■ **Task description**:
Gather every line in the items below that contains the word "band" and copy each such line unchanged.

■ **Supplied material**:
** Start **

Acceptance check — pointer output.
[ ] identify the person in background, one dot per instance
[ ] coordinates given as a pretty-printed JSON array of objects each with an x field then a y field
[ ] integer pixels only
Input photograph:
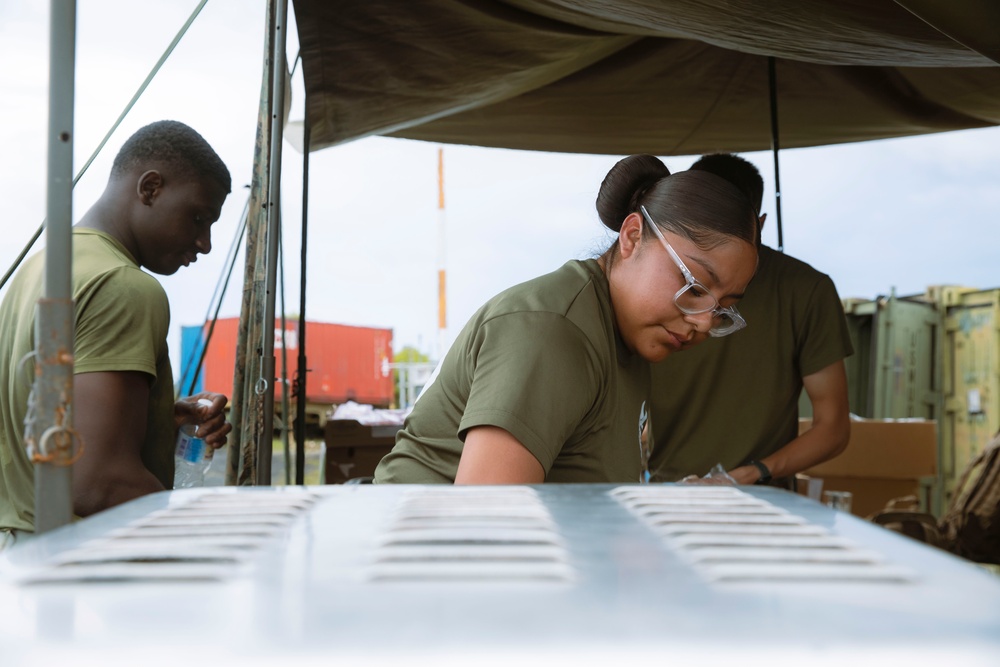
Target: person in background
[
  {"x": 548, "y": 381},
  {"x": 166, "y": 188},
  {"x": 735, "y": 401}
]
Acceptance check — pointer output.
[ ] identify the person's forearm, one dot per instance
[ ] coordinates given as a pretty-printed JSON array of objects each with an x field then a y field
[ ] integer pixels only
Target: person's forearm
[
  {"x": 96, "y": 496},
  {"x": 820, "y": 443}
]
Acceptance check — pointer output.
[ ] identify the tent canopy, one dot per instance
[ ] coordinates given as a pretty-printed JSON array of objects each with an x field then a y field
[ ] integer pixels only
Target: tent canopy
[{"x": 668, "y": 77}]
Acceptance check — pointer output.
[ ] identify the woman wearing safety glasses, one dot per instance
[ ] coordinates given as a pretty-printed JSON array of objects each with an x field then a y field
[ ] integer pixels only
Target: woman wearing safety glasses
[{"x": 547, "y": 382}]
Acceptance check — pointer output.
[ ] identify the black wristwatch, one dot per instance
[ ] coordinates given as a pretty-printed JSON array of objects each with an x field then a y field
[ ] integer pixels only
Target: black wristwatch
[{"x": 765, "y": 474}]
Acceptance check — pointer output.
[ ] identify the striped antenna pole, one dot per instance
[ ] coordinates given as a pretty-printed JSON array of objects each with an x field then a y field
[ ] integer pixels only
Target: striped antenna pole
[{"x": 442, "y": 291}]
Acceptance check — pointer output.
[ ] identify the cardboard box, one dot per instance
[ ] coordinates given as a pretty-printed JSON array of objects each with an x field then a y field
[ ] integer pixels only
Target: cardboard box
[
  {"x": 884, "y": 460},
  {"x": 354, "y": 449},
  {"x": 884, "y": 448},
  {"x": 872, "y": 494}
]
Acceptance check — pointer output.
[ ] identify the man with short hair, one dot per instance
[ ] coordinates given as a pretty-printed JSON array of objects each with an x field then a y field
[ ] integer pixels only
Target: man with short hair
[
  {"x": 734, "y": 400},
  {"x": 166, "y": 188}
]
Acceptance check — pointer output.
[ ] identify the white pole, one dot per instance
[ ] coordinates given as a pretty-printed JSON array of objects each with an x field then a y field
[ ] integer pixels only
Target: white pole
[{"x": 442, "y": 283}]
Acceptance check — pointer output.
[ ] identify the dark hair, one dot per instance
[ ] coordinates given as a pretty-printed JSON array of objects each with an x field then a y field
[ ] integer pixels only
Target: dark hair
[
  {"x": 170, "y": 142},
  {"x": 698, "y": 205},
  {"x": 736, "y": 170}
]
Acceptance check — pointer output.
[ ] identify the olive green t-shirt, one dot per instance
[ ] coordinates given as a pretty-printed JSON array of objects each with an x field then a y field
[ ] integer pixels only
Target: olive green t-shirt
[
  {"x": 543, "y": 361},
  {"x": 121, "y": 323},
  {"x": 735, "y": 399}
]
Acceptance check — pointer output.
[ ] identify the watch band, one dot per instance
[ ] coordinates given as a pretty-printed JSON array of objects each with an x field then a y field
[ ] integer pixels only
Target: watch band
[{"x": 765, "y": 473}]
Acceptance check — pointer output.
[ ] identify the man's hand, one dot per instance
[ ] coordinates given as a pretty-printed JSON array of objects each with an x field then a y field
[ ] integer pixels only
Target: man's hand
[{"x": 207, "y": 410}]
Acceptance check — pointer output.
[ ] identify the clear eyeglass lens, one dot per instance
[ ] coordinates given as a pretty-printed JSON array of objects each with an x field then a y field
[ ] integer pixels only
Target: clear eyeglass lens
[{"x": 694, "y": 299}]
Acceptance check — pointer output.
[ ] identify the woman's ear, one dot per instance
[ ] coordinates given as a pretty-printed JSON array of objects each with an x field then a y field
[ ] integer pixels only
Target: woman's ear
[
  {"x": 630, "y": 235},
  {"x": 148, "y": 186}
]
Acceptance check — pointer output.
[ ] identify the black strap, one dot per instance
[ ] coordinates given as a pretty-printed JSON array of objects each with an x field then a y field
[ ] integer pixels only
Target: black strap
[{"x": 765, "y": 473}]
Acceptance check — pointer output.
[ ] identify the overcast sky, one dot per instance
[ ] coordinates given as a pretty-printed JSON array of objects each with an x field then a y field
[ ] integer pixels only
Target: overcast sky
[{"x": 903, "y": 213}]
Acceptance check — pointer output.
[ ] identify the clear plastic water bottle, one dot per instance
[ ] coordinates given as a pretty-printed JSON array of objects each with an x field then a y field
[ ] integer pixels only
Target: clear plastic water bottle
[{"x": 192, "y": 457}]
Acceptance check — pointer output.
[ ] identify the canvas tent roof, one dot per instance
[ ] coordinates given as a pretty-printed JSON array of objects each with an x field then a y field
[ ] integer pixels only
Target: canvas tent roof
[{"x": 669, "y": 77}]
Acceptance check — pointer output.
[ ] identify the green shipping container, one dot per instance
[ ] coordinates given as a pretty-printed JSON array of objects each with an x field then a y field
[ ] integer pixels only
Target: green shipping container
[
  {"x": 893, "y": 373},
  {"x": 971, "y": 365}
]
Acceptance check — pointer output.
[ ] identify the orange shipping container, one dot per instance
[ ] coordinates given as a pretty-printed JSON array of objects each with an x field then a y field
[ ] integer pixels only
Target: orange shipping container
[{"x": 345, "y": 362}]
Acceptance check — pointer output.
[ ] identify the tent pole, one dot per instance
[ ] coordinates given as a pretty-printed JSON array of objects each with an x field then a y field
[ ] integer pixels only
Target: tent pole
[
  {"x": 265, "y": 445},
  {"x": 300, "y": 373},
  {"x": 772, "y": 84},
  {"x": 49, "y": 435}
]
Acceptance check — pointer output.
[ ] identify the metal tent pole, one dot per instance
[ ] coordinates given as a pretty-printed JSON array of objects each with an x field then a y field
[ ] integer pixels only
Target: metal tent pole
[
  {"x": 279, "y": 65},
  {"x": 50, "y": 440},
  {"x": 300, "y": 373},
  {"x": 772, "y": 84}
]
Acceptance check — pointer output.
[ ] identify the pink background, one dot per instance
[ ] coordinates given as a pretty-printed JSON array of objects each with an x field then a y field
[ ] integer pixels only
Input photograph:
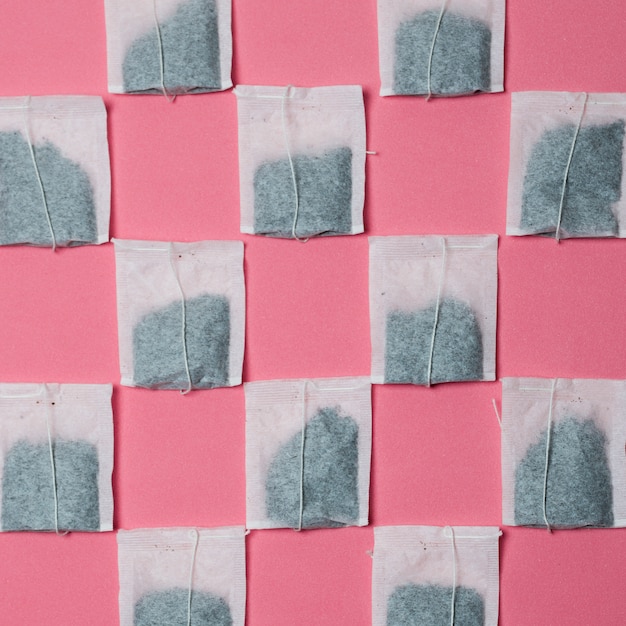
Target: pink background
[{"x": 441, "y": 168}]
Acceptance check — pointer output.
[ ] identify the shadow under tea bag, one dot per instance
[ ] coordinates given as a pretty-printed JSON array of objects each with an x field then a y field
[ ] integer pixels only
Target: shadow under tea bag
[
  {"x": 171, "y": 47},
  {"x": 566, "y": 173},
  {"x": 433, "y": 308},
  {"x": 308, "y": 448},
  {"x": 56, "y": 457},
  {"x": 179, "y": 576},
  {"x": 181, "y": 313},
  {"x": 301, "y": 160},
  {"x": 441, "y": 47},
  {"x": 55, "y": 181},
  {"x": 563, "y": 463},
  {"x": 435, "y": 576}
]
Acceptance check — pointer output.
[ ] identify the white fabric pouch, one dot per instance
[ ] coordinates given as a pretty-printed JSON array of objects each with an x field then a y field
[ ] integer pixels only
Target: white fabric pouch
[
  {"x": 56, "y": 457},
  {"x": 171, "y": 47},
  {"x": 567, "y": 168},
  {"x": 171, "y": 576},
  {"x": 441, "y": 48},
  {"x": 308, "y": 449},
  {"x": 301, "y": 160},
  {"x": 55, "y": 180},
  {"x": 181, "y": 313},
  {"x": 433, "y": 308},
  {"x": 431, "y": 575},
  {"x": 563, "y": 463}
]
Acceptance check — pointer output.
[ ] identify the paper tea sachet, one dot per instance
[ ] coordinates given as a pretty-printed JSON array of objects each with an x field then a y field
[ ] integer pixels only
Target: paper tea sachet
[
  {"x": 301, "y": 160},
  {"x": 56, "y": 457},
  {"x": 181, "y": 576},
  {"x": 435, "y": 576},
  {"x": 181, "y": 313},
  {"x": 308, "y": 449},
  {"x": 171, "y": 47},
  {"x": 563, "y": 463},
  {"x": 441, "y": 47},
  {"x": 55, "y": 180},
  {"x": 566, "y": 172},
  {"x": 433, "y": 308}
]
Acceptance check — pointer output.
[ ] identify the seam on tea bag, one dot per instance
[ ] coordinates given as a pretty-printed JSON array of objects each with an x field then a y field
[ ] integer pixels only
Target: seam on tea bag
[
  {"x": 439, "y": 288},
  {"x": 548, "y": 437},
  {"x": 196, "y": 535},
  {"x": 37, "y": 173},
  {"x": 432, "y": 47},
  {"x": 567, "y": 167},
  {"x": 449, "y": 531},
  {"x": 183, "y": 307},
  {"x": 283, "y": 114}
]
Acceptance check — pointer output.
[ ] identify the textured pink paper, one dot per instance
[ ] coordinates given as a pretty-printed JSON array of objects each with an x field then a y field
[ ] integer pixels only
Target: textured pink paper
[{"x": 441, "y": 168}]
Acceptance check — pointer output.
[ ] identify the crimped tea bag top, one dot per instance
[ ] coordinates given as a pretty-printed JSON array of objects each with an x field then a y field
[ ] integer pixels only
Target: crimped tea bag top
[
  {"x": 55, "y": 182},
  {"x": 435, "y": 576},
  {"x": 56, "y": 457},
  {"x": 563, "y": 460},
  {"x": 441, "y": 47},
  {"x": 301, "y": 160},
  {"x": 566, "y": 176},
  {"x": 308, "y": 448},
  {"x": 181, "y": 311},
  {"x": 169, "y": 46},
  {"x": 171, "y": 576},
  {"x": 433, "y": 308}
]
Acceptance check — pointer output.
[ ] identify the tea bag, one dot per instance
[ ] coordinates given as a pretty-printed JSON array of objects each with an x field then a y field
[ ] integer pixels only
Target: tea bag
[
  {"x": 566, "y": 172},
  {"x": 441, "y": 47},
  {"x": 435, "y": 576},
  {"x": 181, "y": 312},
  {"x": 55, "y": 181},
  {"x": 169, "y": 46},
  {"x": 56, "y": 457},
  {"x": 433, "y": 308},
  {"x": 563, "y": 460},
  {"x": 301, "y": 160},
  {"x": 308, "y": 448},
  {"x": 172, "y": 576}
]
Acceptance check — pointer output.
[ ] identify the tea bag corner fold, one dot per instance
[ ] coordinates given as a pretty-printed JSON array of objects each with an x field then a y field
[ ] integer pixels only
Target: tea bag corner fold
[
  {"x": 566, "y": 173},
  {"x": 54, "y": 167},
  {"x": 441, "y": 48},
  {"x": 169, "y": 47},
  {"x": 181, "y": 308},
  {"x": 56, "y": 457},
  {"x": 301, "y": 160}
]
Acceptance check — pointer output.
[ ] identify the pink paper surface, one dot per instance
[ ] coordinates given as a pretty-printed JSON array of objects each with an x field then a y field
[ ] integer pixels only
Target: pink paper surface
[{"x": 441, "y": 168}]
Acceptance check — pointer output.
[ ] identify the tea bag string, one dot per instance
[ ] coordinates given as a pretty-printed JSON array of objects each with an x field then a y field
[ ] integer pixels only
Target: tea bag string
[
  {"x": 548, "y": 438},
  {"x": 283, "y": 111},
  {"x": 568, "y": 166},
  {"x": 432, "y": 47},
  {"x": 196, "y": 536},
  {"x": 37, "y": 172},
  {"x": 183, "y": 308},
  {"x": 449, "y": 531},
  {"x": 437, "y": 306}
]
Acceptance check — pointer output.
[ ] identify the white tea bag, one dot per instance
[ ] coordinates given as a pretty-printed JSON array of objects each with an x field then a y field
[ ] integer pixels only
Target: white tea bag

** End **

■ **Task answer**:
[ ] identify the watch band, one dot per instance
Target: watch band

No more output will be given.